### Natural-language object grounding data
|---|

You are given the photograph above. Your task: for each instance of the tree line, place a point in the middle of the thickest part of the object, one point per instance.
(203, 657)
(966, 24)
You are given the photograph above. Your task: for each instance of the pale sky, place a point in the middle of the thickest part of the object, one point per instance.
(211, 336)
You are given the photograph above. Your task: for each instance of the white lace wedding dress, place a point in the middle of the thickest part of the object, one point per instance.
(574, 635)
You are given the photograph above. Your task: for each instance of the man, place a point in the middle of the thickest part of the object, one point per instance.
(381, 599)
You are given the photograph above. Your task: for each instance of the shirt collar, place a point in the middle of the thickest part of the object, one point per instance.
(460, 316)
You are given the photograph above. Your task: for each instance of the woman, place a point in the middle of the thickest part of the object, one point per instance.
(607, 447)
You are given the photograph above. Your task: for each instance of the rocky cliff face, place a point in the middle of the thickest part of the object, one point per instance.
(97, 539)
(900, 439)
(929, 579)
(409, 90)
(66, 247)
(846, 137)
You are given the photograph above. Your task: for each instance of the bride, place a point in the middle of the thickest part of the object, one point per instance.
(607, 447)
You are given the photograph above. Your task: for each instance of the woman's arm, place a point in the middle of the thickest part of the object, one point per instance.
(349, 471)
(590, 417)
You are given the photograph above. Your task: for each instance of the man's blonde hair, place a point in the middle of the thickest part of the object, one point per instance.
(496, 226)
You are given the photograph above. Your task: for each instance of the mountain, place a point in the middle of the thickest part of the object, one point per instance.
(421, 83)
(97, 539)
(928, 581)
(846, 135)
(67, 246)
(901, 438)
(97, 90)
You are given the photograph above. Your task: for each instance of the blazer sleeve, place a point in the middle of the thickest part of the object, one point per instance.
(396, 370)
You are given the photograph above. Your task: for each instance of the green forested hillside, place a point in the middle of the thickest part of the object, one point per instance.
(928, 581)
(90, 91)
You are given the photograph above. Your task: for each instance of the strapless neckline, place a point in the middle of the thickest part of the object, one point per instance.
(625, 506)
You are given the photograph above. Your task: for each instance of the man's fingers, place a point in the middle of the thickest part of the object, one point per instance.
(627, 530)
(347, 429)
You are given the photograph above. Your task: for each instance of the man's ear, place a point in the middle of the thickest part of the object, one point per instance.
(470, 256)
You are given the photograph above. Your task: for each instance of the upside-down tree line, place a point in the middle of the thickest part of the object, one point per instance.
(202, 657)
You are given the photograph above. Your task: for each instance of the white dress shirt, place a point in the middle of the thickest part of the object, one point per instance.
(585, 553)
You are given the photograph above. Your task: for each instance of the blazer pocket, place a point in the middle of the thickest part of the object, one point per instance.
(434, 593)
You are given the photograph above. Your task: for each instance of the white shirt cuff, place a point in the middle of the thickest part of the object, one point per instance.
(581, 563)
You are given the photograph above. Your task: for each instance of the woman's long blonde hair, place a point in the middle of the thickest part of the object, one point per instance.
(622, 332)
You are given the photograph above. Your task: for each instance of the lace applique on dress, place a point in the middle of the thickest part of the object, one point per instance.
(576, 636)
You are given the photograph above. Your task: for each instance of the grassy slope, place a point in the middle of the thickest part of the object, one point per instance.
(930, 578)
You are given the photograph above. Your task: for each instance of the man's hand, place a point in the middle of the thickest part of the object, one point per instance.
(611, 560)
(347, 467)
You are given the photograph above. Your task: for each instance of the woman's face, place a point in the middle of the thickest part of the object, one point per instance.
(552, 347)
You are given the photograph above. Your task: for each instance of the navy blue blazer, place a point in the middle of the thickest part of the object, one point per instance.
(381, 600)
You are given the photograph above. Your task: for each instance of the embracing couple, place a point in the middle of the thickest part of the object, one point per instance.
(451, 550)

|---|

### Problem details
Only the lines from the one with "of the navy" through the end of the data belong in the answer, each reproduced exactly.

### Answer below
You are given the photograph above. Your task: for each instance of the navy blue blazer, place a point in the middle of the thickest part of the object, one point per instance.
(381, 600)
You are given the photograph above. Your task: for each instance of the embracing couple, place a point in the middle of the thickest part of the object, one point per instance.
(451, 550)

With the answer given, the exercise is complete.